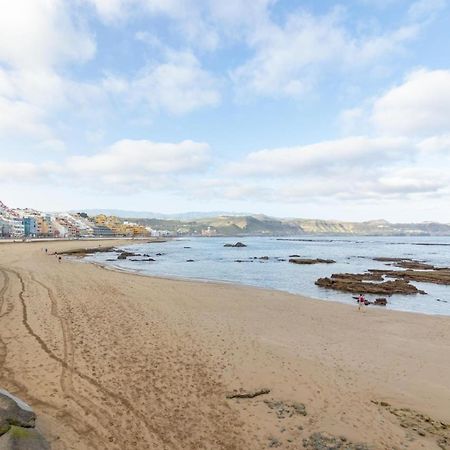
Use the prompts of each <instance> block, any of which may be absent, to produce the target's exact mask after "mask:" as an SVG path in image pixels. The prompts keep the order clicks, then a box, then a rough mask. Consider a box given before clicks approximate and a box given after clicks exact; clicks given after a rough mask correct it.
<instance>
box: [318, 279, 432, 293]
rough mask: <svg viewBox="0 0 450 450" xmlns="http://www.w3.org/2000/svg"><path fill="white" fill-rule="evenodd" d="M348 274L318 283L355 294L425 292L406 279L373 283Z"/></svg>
mask: <svg viewBox="0 0 450 450" xmlns="http://www.w3.org/2000/svg"><path fill="white" fill-rule="evenodd" d="M347 275H348V274H333V275H332V277H331V278H319V279H318V280H317V281H316V283H315V284H316V285H317V286H320V287H324V288H328V289H335V290H337V291H344V292H353V293H355V294H359V293H364V294H384V295H392V294H406V295H409V294H425V292H424V291H422V290H419V289H417V288H416V287H415V286H413V285H412V284H409V282H408V281H406V280H392V281H382V282H379V283H372V282H367V281H358V280H355V278H354V276H353V275H351V276H347Z"/></svg>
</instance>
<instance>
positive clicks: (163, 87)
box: [129, 52, 220, 114]
mask: <svg viewBox="0 0 450 450" xmlns="http://www.w3.org/2000/svg"><path fill="white" fill-rule="evenodd" d="M129 94H130V96H131V98H132V99H134V100H135V101H138V102H139V101H142V100H145V101H146V102H147V103H148V105H150V107H151V108H152V109H154V110H164V111H167V112H169V113H171V114H185V113H188V112H190V111H193V110H195V109H199V108H201V107H207V106H216V105H217V104H218V103H219V101H220V93H219V90H218V82H217V81H216V80H215V79H214V78H213V77H212V76H211V75H210V74H209V73H208V72H207V71H205V70H204V69H202V67H201V66H200V63H199V62H198V60H197V58H195V56H194V55H193V54H192V53H190V52H169V53H168V54H167V59H166V61H165V62H162V63H160V64H155V65H152V66H149V67H147V68H145V69H143V70H142V71H141V73H140V74H139V75H138V76H137V77H136V79H134V80H133V81H132V82H131V83H130V92H129Z"/></svg>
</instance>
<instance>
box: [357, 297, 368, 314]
mask: <svg viewBox="0 0 450 450" xmlns="http://www.w3.org/2000/svg"><path fill="white" fill-rule="evenodd" d="M365 304H366V299H365V298H364V295H363V294H359V297H358V311H361V308H362V307H363V306H364V305H365Z"/></svg>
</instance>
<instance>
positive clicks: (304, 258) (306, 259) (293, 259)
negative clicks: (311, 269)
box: [289, 258, 336, 265]
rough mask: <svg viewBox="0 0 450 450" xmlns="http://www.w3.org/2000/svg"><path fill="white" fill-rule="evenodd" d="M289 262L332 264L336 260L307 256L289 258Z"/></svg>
mask: <svg viewBox="0 0 450 450" xmlns="http://www.w3.org/2000/svg"><path fill="white" fill-rule="evenodd" d="M289 262H290V263H293V264H305V265H310V264H334V263H335V262H336V261H334V260H333V259H321V258H315V259H309V258H290V259H289Z"/></svg>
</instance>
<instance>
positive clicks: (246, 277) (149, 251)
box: [89, 236, 450, 315]
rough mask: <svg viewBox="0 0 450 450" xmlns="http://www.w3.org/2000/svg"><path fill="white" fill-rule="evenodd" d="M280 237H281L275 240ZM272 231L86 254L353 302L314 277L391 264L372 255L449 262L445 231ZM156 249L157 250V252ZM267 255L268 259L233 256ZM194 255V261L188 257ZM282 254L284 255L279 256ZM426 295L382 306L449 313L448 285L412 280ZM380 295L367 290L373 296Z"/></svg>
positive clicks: (174, 240)
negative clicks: (260, 258) (319, 284)
mask: <svg viewBox="0 0 450 450" xmlns="http://www.w3.org/2000/svg"><path fill="white" fill-rule="evenodd" d="M280 239H283V240H280ZM289 239H298V240H284V238H275V237H245V238H223V237H213V238H183V239H177V240H172V241H168V242H164V243H154V244H142V243H139V244H133V245H126V246H124V247H123V249H125V250H130V251H133V252H136V253H142V254H147V255H150V257H151V258H153V259H155V261H154V262H148V261H130V260H129V259H127V260H121V261H106V260H107V259H111V258H115V257H116V255H117V254H116V253H97V254H95V255H92V256H90V257H89V259H90V260H93V261H96V262H101V263H103V264H107V265H111V266H114V267H117V268H120V269H125V270H130V271H135V272H139V273H142V274H148V275H157V276H163V277H172V278H174V277H177V278H190V279H197V280H214V281H226V282H232V283H241V284H246V285H251V286H258V287H263V288H271V289H278V290H281V291H287V292H291V293H295V294H303V295H305V296H308V297H313V298H317V299H321V300H335V301H340V302H343V303H354V302H355V300H354V299H353V298H352V294H347V293H341V292H337V291H332V290H327V289H323V288H319V287H318V286H316V285H315V284H314V281H315V280H316V279H317V278H319V277H325V276H330V275H331V274H332V273H340V272H351V273H360V272H364V271H366V270H368V269H382V268H385V269H386V268H390V267H389V266H386V265H385V264H384V263H380V262H376V261H373V259H372V258H374V257H394V258H399V257H404V258H412V259H416V260H420V261H425V262H427V263H431V264H434V265H436V266H439V267H450V237H317V236H300V237H298V238H289ZM238 240H239V241H241V242H244V243H245V244H246V245H247V247H244V248H225V247H224V244H226V243H235V242H236V241H238ZM157 253H160V254H161V255H160V256H157ZM290 255H299V256H301V257H305V258H323V259H334V260H335V261H336V264H316V265H311V266H305V265H296V264H291V263H289V262H288V261H287V260H288V259H289V256H290ZM264 256H268V257H269V259H268V260H263V259H257V260H252V261H253V262H236V260H248V259H250V258H254V257H258V258H260V257H264ZM187 260H193V262H187ZM283 260H284V261H283ZM413 284H415V285H416V286H417V287H418V288H420V289H422V290H424V291H425V292H427V295H419V294H418V295H408V296H405V295H394V296H392V297H391V298H389V300H388V301H389V304H388V306H387V308H389V309H396V310H401V311H411V312H420V313H425V314H443V315H450V286H442V285H436V284H430V283H413ZM375 297H379V296H367V298H369V299H373V298H375Z"/></svg>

**What you will do**
Exactly as they appear above, give the records again, without their pictures.

**Response box**
Use the prompts of each <instance> block, any of which may be absent, to produce the target's exact mask after "mask:" as an SVG path in image pixels. The prompts keep the order clicks, then a box, then a rough mask. Consider a box given before clicks approximate and a box given after clicks exact; clicks given after a rough mask correct it.
<instance>
box: [318, 279, 432, 293]
rough mask: <svg viewBox="0 0 450 450" xmlns="http://www.w3.org/2000/svg"><path fill="white" fill-rule="evenodd" d="M348 274L318 283L355 294L425 292L406 279L373 283Z"/></svg>
mask: <svg viewBox="0 0 450 450" xmlns="http://www.w3.org/2000/svg"><path fill="white" fill-rule="evenodd" d="M347 275H348V274H333V275H332V277H331V278H319V279H318V280H317V281H316V283H315V284H316V285H317V286H320V287H324V288H328V289H335V290H337V291H344V292H353V293H355V294H359V293H364V294H384V295H392V294H406V295H409V294H425V292H424V291H422V290H419V289H417V288H416V287H415V286H413V285H412V284H409V282H408V281H406V280H392V281H382V282H379V283H372V282H367V281H358V280H355V278H354V276H353V275H351V276H347Z"/></svg>
</instance>
<instance>
positive clicks: (163, 87)
box: [129, 52, 220, 114]
mask: <svg viewBox="0 0 450 450" xmlns="http://www.w3.org/2000/svg"><path fill="white" fill-rule="evenodd" d="M129 94H130V96H131V98H132V99H134V100H135V101H138V102H139V101H142V100H145V101H146V102H147V103H148V105H150V107H151V108H152V109H154V110H164V111H167V112H169V113H171V114H185V113H188V112H190V111H193V110H195V109H199V108H201V107H207V106H216V105H217V104H218V103H219V101H220V93H219V90H218V82H217V81H216V80H215V79H214V78H213V77H212V76H211V75H210V74H209V73H208V72H207V71H205V70H204V69H202V67H201V66H200V63H199V62H198V60H197V58H195V56H194V55H193V54H192V53H190V52H169V53H168V54H167V59H166V61H165V62H162V63H160V64H155V65H152V66H149V67H147V68H145V69H143V70H142V71H141V73H140V74H139V75H138V76H137V77H136V79H134V80H133V81H132V82H131V83H130V92H129Z"/></svg>
</instance>
<instance>
box: [357, 297, 368, 314]
mask: <svg viewBox="0 0 450 450" xmlns="http://www.w3.org/2000/svg"><path fill="white" fill-rule="evenodd" d="M365 304H366V299H365V298H364V295H363V294H359V297H358V311H361V308H362V307H363V306H364V305H365Z"/></svg>
</instance>
<instance>
positive clicks: (304, 258) (306, 259) (293, 259)
negative clicks: (311, 269)
box: [289, 258, 336, 265]
rough mask: <svg viewBox="0 0 450 450" xmlns="http://www.w3.org/2000/svg"><path fill="white" fill-rule="evenodd" d="M289 262L332 264L336 260L307 256L289 258Z"/></svg>
mask: <svg viewBox="0 0 450 450" xmlns="http://www.w3.org/2000/svg"><path fill="white" fill-rule="evenodd" d="M289 262H290V263H293V264H305V265H310V264H334V263H335V262H336V261H334V260H333V259H321V258H315V259H309V258H290V259H289Z"/></svg>
</instance>
<instance>
positive clicks: (246, 277) (149, 251)
box: [89, 236, 450, 315]
rough mask: <svg viewBox="0 0 450 450" xmlns="http://www.w3.org/2000/svg"><path fill="white" fill-rule="evenodd" d="M280 237H281L275 240ZM272 231L86 254L353 302L314 277L391 264L372 255L449 262L445 231ZM156 249L157 250V252ZM267 255L268 259L233 256ZM194 255V261L188 257ZM282 254L284 255L279 256ZM426 295L382 306L449 313L448 285L412 280ZM380 295L367 290L373 296Z"/></svg>
positive clicks: (174, 240)
negative clicks: (260, 258) (319, 284)
mask: <svg viewBox="0 0 450 450" xmlns="http://www.w3.org/2000/svg"><path fill="white" fill-rule="evenodd" d="M280 239H283V240H280ZM289 239H298V240H284V238H275V237H245V238H223V237H213V238H183V239H177V240H172V241H168V242H164V243H154V244H142V243H139V244H133V245H126V246H124V247H123V249H125V250H130V251H133V252H136V253H142V254H147V255H150V257H151V258H153V259H155V261H154V262H148V261H130V260H129V259H127V260H121V261H106V260H107V259H111V258H115V257H116V255H117V254H116V253H97V254H95V255H92V256H90V257H89V259H90V260H93V261H96V262H101V263H103V264H107V265H111V266H114V267H117V268H120V269H125V270H130V271H135V272H139V273H142V274H148V275H157V276H163V277H172V278H174V277H177V278H190V279H197V280H214V281H226V282H232V283H241V284H246V285H251V286H258V287H263V288H271V289H278V290H281V291H287V292H291V293H295V294H303V295H305V296H308V297H313V298H317V299H321V300H335V301H340V302H343V303H354V302H355V300H354V299H353V298H352V294H347V293H341V292H337V291H332V290H327V289H323V288H319V287H318V286H316V285H315V284H314V281H315V280H316V279H317V278H319V277H325V276H330V275H331V274H332V273H340V272H351V273H360V272H364V271H366V270H368V269H382V268H385V269H386V268H390V267H389V266H386V265H385V264H384V263H380V262H376V261H373V259H372V258H374V257H394V258H399V257H404V258H412V259H416V260H420V261H425V262H427V263H431V264H434V265H436V266H439V267H450V237H317V236H300V237H298V238H289ZM238 240H239V241H241V242H244V243H245V244H246V245H247V247H244V248H225V247H224V244H226V243H235V242H236V241H238ZM157 253H160V254H161V255H160V256H157ZM290 255H299V256H301V257H305V258H323V259H334V260H335V261H336V264H316V265H311V266H305V265H296V264H291V263H289V262H288V261H287V260H288V259H289V256H290ZM264 256H268V257H269V259H268V260H263V259H257V260H252V261H253V262H236V260H248V259H250V258H254V257H258V258H260V257H264ZM187 260H193V262H187ZM283 260H284V261H283ZM413 284H415V285H416V286H417V287H418V288H420V289H422V290H424V291H425V292H427V295H419V294H418V295H408V296H405V295H394V296H392V297H391V298H389V300H388V301H389V304H388V306H387V308H389V309H396V310H401V311H411V312H420V313H425V314H443V315H450V286H442V285H436V284H430V283H413ZM375 297H379V296H367V298H369V299H373V298H375Z"/></svg>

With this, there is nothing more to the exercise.